• **Selected extract**
By the end of this tutorial, you’ll know:

  • What Python descriptors are
  • Where they’re used in Python’s internals
  • How to implement your own descriptors
  • When to use Python descriptors

This tutorial is intended for intermediate to advanced Python developers as it concerns Python internals. However, if you’re not at this level yet, then just keep reading! You’ll find useful information about Python and the lookup chain.

What Are Python Descriptors?

Descriptors are Python objects that implement a method of the descriptor protocol, which gives you the ability to create objects that have special behavior when they’re accessed as attributes of other objects. Here you can see the correct definition of the descriptor protocol:

__get__(self, obj, type=None) -> object
__set__(self, obj, value) -> None
__delete__(self, obj) -> None
__set_name__(self, owner, name)

If your descriptor implements just .__get__(), then it’s said to be a non-data descriptor. If it implements .__set__() or .__delete__(), then it’s said to be a data descriptor. Note that this difference is not just about the name, but it’s also a difference in behavior. That’s because data descriptors have precedence during the lookup process, as you’ll see later on.

Take a look at the following example, which defines a descriptor that logs something on the console when it’s accessed:

# descriptors.py
class Verbose_attribute():
    def __get__(self, obj, type=None) -> object:
        print("accessing the attribute to get the value")
        return 42
    def __set__(self, obj, value) -> None:
        print("accessing the attribute to set the value")
        raise AttributeError("Cannot change the value")

class Foo():
    attribute1 = Verbose_attribute()

my_foo_object = Foo()
x = my_foo_object.attribute1
print(x)

In the example above, Verbose_attribute() implements the descriptor protocol. Once it’s instantiated as an attribute of Foo, it can be considered a descriptor.

As a descriptor, it has binding behavior when it’s accessed using dot notation. In this case, the descriptor logs a message on the console every time it’s accessed to get or set a value:

  • When it’s accessed to .__get__() the value, it always returns the value 42.
  • When it’s accessed to .__set__() a specific value, it raises an AttributeError exception, which is the recommended way to implement read-only descriptors.

Now, run the example above and you’ll see the descriptor log the access to the console before returning the constant value:

$ python descriptors.py
accessing the attribute to get the value
42

Here, when you try to access attribute1, the descriptor logs this access to the console, as defined in .__get__().

How Descriptors Work in Python’s Internals

If you have experience as an object-oriented Python developer, then you may think that the previous example’s approach is a bit of overkill. You could achieve the same result by using properties. While this is true, you may be surprised to know that properties in Python are just… descriptors! You’ll see later on that properties are not the only feature that make use of Python descriptors.

Python Descriptors in Properties

If you want to get the same result as the previous example without explicitly using a Python descriptor, then the most straightforward approach is to use a property. The following example uses a property that logs a message to the console when it’s accessed:

# property_decorator.py
class Foo():
    @property
    def attribute1(self) -> object:
        print("accessing the attribute to get the value")
        return 42

    @attribute1.setter
    def attribute1(self, value) -> None:
        print("accessing the attribute to set the value")
        raise AttributeError("Cannot change the value")

my_foo_object = Foo()
x = my_foo_object.attribute1
print(x)

The example above makes use of decorators to define a property, but as you may know, decorators are just syntactic sugar. The example before, in fact, can be written as follows:

# property_function.py
class Foo():
    def getter(self) -> object:
        print("accessing the attribute to get the value")

• **Rows**
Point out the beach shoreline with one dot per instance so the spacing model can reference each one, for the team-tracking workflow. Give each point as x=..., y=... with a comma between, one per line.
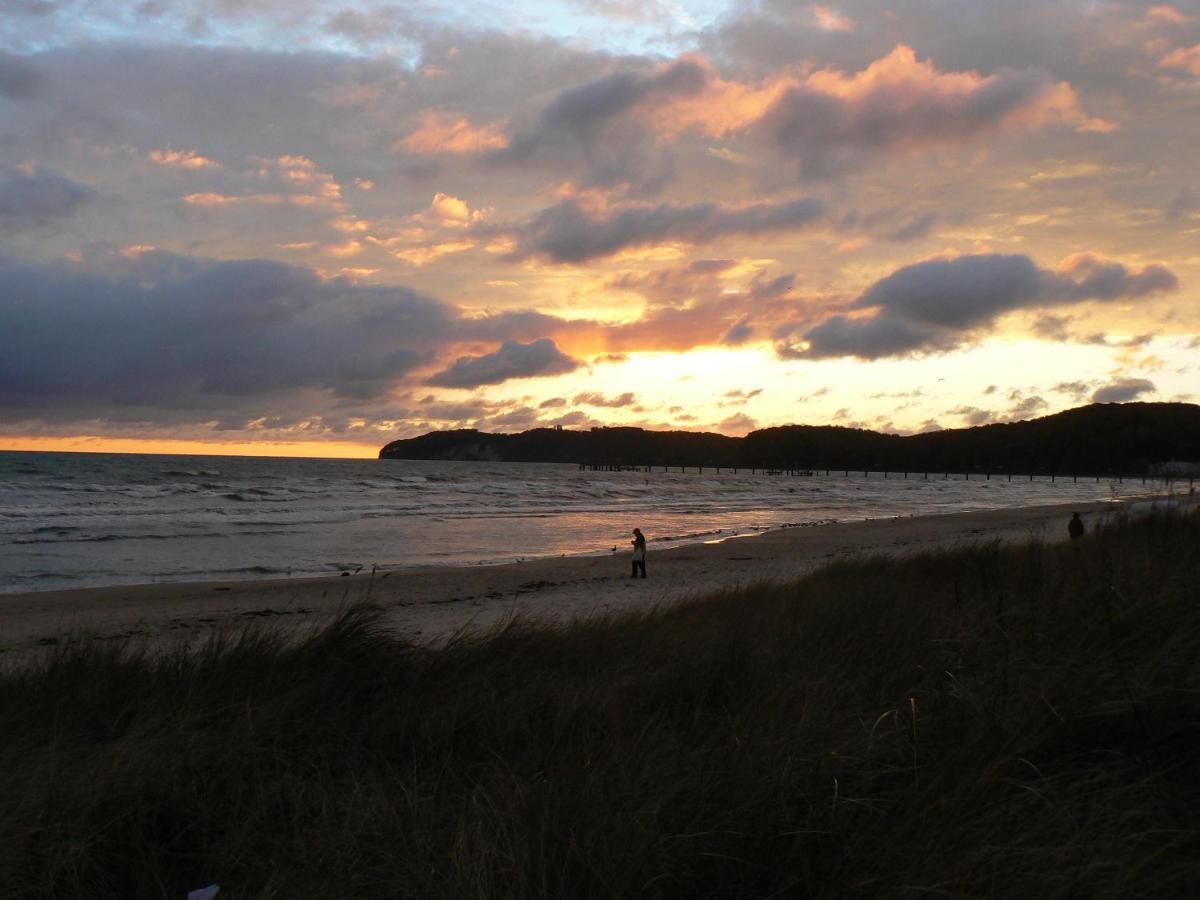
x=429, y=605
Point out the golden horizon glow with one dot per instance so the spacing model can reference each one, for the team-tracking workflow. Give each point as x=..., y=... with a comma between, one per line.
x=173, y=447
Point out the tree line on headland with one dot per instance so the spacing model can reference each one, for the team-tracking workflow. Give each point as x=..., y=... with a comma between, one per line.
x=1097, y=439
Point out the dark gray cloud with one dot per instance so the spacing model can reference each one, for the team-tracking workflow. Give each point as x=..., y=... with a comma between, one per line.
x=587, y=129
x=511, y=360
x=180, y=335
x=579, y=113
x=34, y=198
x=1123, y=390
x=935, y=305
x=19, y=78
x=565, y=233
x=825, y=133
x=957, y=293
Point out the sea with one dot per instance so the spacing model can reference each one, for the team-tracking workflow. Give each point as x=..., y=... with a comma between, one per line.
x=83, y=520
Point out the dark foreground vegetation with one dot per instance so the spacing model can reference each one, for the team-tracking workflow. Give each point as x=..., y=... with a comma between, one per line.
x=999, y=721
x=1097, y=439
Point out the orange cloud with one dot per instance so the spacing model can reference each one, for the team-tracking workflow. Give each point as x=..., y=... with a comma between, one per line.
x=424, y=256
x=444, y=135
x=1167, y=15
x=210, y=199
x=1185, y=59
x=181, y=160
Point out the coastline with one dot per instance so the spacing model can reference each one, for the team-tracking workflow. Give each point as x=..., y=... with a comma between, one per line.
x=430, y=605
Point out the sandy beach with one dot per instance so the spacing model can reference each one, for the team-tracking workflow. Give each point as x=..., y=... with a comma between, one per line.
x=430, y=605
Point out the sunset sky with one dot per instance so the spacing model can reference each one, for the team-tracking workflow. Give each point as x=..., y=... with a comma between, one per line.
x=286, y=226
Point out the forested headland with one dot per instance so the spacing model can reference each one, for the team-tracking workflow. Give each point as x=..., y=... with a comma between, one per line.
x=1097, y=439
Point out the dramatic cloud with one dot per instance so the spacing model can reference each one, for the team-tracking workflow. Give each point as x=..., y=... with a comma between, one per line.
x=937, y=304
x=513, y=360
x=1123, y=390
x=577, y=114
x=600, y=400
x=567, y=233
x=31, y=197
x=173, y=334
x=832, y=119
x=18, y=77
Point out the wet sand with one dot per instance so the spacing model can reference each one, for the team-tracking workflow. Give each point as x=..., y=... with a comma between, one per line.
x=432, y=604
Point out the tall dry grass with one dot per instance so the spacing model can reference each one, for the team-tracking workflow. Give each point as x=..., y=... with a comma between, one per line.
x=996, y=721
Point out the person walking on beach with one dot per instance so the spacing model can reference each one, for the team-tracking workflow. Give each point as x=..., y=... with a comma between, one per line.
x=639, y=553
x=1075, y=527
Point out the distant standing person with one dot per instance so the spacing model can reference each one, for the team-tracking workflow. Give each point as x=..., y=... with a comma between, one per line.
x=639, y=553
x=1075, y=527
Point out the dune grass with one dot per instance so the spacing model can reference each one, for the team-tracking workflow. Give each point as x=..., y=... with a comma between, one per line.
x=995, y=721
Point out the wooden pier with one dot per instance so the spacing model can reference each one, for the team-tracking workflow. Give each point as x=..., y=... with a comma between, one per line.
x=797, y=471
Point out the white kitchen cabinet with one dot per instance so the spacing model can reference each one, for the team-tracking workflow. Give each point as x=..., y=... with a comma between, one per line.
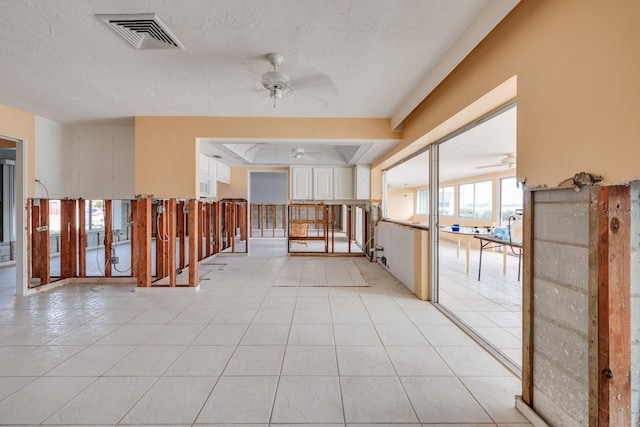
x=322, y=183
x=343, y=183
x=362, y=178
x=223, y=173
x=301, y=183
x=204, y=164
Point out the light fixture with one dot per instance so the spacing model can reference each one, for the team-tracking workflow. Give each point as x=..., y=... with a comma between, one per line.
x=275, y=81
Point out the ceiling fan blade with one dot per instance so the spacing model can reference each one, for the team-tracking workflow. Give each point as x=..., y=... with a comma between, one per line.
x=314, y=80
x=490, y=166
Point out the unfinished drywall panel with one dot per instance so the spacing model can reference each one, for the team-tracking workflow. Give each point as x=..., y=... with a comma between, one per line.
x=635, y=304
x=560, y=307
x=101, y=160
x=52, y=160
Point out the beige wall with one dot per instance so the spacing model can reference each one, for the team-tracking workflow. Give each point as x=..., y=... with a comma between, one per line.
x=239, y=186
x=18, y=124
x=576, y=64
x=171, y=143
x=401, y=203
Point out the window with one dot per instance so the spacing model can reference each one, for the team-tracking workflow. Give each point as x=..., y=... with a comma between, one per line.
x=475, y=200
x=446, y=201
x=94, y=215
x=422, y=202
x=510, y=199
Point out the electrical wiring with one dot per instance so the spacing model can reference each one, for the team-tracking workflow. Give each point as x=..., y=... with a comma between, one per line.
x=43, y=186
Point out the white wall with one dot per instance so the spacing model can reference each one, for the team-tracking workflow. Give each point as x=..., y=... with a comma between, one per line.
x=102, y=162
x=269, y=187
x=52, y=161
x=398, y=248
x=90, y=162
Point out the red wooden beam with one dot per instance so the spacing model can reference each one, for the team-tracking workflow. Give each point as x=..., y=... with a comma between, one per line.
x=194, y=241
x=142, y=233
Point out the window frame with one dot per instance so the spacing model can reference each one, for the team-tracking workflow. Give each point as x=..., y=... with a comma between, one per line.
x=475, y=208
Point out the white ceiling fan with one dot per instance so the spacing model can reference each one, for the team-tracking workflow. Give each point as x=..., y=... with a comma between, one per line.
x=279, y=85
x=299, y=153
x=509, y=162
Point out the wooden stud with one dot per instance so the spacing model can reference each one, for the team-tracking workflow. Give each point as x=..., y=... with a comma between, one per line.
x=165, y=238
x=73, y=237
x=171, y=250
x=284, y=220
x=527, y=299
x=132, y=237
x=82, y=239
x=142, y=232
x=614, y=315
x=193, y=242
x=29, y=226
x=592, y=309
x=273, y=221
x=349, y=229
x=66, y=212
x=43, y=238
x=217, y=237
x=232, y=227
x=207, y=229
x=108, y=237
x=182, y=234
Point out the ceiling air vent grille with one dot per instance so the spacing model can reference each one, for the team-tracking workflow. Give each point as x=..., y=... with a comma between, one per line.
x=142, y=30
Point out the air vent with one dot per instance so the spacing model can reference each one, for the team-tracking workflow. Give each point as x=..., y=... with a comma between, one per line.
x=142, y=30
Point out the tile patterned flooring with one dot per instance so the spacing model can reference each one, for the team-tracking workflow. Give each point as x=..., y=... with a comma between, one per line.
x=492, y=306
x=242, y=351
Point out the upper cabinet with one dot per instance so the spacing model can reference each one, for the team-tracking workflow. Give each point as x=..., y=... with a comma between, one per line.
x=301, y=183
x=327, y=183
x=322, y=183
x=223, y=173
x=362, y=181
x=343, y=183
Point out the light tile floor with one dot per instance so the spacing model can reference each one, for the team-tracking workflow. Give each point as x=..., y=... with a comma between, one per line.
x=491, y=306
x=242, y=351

• **Task brief**
Rewrite the descriptors tutorial between "Now, run the" and "defined in .__get__().", inclusive, putting "terminal" wherever "console" appears. These records have no connection to the descriptors tutorial.

• **Answer to this exercise**
Now, run the example above and you’ll see the descriptor log the access to the terminal before returning the constant value:

$ python descriptors.py
accessing the attribute to get the value
42

Here, when you try to access attribute1, the descriptor logs this access to the terminal, as defined in .__get__().